• **What the task requires**: Write the following entries out again exactly, skipping each image.

• **Collection entries**:

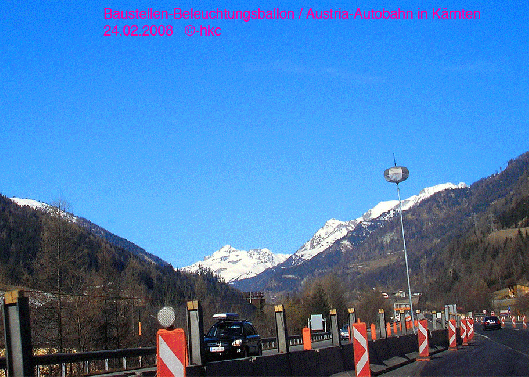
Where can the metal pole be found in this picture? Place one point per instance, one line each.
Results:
(406, 259)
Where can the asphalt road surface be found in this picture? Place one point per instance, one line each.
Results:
(502, 352)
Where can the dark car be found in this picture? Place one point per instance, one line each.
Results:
(231, 338)
(491, 323)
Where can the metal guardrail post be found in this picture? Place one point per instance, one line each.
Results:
(281, 328)
(195, 326)
(334, 328)
(19, 352)
(382, 323)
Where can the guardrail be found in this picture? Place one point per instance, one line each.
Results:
(83, 362)
(293, 340)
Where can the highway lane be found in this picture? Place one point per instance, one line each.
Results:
(492, 353)
(299, 347)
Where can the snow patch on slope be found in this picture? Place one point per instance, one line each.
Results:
(232, 264)
(42, 207)
(334, 229)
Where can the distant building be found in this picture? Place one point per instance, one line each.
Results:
(505, 299)
(257, 299)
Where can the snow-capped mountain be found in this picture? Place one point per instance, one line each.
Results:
(334, 229)
(44, 207)
(330, 243)
(231, 264)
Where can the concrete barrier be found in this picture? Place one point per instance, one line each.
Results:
(384, 355)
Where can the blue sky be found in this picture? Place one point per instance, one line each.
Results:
(256, 137)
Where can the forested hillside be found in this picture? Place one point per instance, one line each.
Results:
(96, 291)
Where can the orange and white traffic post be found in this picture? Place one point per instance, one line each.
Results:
(361, 351)
(470, 329)
(464, 333)
(307, 339)
(452, 343)
(422, 337)
(171, 353)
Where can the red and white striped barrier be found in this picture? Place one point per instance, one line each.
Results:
(470, 330)
(361, 352)
(464, 336)
(452, 335)
(307, 339)
(422, 336)
(171, 353)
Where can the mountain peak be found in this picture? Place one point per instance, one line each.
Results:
(232, 264)
(335, 229)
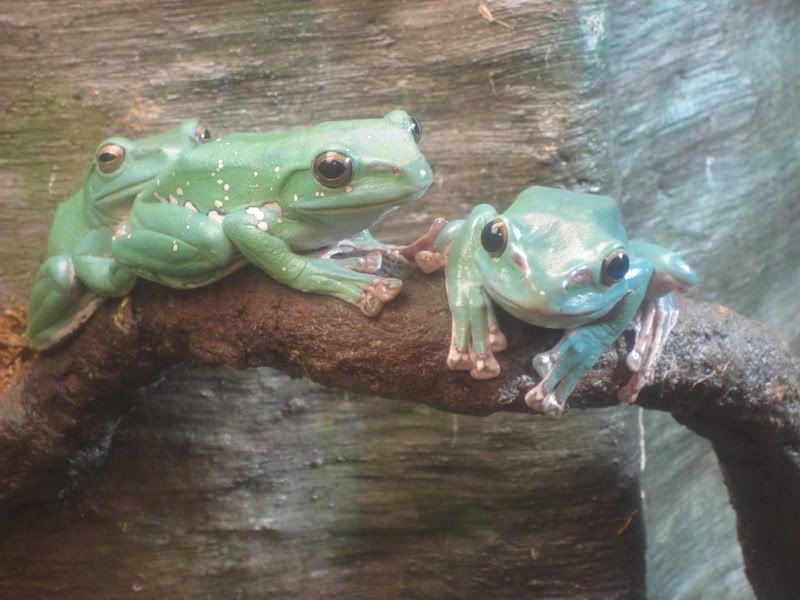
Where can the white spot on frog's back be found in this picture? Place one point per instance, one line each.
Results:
(273, 207)
(255, 212)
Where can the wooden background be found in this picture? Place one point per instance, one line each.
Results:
(222, 484)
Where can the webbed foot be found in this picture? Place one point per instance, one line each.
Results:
(561, 369)
(652, 324)
(370, 262)
(378, 293)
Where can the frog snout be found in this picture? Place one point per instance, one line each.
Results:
(581, 276)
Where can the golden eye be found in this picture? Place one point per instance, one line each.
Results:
(202, 133)
(494, 237)
(110, 158)
(333, 169)
(615, 266)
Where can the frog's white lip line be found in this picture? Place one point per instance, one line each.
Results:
(551, 313)
(303, 204)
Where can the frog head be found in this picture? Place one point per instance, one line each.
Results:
(556, 263)
(122, 167)
(354, 169)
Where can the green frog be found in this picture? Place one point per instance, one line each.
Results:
(79, 271)
(274, 199)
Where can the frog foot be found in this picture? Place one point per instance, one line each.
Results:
(561, 369)
(484, 366)
(652, 324)
(542, 400)
(423, 243)
(378, 293)
(368, 263)
(428, 262)
(480, 366)
(497, 339)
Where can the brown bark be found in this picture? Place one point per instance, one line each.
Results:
(724, 376)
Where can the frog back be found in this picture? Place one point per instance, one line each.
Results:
(592, 214)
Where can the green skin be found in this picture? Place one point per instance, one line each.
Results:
(550, 273)
(79, 271)
(257, 198)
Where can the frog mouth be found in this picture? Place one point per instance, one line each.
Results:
(549, 317)
(111, 200)
(323, 206)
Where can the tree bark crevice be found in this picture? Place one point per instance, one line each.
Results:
(726, 377)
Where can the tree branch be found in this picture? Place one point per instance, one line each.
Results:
(728, 378)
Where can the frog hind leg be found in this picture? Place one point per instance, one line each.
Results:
(563, 366)
(59, 303)
(257, 235)
(173, 245)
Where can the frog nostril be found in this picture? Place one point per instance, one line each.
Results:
(582, 275)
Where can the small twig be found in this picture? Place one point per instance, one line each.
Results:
(486, 13)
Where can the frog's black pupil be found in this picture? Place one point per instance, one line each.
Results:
(493, 237)
(330, 168)
(416, 129)
(617, 267)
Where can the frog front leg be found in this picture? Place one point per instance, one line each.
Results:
(364, 243)
(475, 334)
(59, 303)
(259, 235)
(658, 313)
(96, 268)
(562, 367)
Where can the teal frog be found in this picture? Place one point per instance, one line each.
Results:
(79, 271)
(562, 260)
(271, 199)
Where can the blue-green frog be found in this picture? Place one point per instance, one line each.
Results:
(562, 260)
(79, 271)
(270, 199)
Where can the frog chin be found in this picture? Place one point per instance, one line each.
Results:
(566, 317)
(323, 206)
(109, 207)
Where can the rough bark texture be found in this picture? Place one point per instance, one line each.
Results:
(721, 375)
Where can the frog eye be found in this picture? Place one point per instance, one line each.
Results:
(333, 169)
(615, 266)
(415, 128)
(494, 237)
(110, 158)
(202, 134)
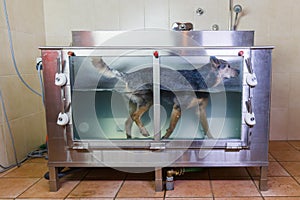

• **Task answer**:
Where can the metal pole be found in this picture? Place one point per instance, one line each.
Results:
(406, 259)
Where can the asphalt road surface be found in this picture? Place one point per instance, one line each.
Results:
(502, 352)
Where can the dark car be found in this picture? Place one point per instance, one line each.
Results:
(231, 338)
(491, 323)
Where can the metal guardrail post be found in this picture? Place one point per instance, one line each.
Results:
(281, 328)
(195, 326)
(334, 328)
(19, 352)
(382, 323)
Where can the guardrail be found in this picture? Place one point per instance, one line each.
Results:
(83, 362)
(293, 340)
Where can the highway lane be found in this picture? Place one point per instance, one line each.
Results:
(492, 353)
(299, 347)
Where can the snow patch on slope be found in this picture? Place one point per instance, one line each.
Results:
(232, 264)
(42, 207)
(334, 229)
Where can the distant building be found in this picture? Place one point per instance, one line each.
Results:
(505, 299)
(257, 299)
Where can the snow-capped mountain be found in this picture? Place one point per instance, one line each.
Results:
(334, 229)
(44, 207)
(330, 243)
(231, 264)
Where can the concrete barrier be found in this picture? Place one point per instance, one line each.
Results:
(384, 355)
Where can the blue sky be found in this picture? Place one point per instance, one line each.
Results:
(256, 137)
Where can the forested hillside be found in this picture? Place one point per instance, one line each.
Results:
(96, 291)
Where can the orange and white traffic post be found in this picture? Place one point per instance, one line each.
Results:
(361, 351)
(470, 329)
(464, 333)
(307, 339)
(452, 343)
(422, 337)
(171, 353)
Where can the red and white striped barrier be found in this picture? Place one point per instance, one line each.
Results:
(470, 330)
(361, 352)
(464, 336)
(452, 335)
(307, 339)
(422, 336)
(171, 353)
Where can the mountain peak be found in this picture? Place one point per instance, one line each.
Results:
(232, 264)
(335, 229)
Where can the white spot on frog's back be found in this picture? Place one point per instance, one line each.
Results:
(273, 207)
(255, 212)
Where can the wooden background be found in this picture? Place one point per instance, one line each.
Results:
(222, 484)
Where can the webbed foot be found in this picture? Place one point per instance, one line each.
Results:
(561, 369)
(652, 324)
(370, 262)
(378, 293)
Where can the frog snout be found in this picture? Place one point per instance, one line each.
Results:
(581, 276)
Where can the golden eye be found in this picture? Place one point per instance, one line each.
Results:
(202, 133)
(494, 237)
(110, 158)
(333, 169)
(615, 266)
Where can the frog's white lip line be found in this picture? Place one point per instance, one line each.
Results:
(551, 313)
(303, 204)
Where can the frog head be found in this picture? Place one point per instance, one line each.
Results:
(556, 263)
(122, 167)
(354, 169)
Where can the green frog be found in this picture? Place one point per instance, one line each.
Results:
(79, 271)
(274, 199)
Where can the frog foot be found in this picture? Place one point per instance, one line each.
Results:
(561, 369)
(484, 366)
(652, 324)
(542, 400)
(423, 243)
(378, 293)
(368, 263)
(428, 262)
(480, 366)
(497, 339)
Where can the brown bark be found in this picture? Place one point per instance, one line each.
Results:
(724, 376)
Where can the frog back be found in this picture? Place one point per instance, one line each.
Results:
(592, 214)
Where can the green skin be found in this picture? Place one point per instance, one line each.
Results:
(550, 273)
(79, 271)
(257, 198)
Where can the frog mouth be found in this picture? Place one point per instance, one line each.
Results:
(549, 317)
(111, 200)
(323, 206)
Where can the tree bark crevice be found in this picture? Place one point per instance, one line each.
Results:
(726, 377)
Where can the tree branch be found in this picture? Place one point per instance, one line each.
Results:
(728, 378)
Where can the frog hind leg be found in this picture? Place one point per instance, one line each.
Results:
(563, 366)
(59, 303)
(257, 235)
(173, 245)
Where can the frog nostril be found in this picture? Place one point per instance, one line each.
Results:
(582, 275)
Where can the small twig be found in this picture? Place one point per instance, one line each.
Results:
(486, 13)
Where can the frog's black pupil be found in this picture? Place one point per instance, one line each.
Results:
(493, 237)
(330, 168)
(416, 129)
(617, 267)
Where can the frog front leg be found in this picture? Place one point per instance, one line each.
Results:
(364, 243)
(475, 334)
(59, 303)
(259, 235)
(658, 313)
(96, 268)
(562, 367)
Where can the teal frog be found in this picture? Place one point per instance, one line each.
Results:
(79, 271)
(562, 260)
(271, 199)
Where can the blue-green frog be found in this picture? Place one point per instance, one line each.
Results:
(562, 260)
(79, 271)
(270, 199)
Where can the frog chin be found in this picture? Place one point per instance, one line each.
Results:
(566, 317)
(323, 206)
(109, 207)
Where can the rough bark texture be found in this picture? Place one point per instance, one line each.
Results:
(721, 375)
Where can the frog eye be found in this picture? Place one point per instance, one line each.
Results:
(333, 169)
(615, 266)
(415, 128)
(494, 237)
(110, 158)
(202, 134)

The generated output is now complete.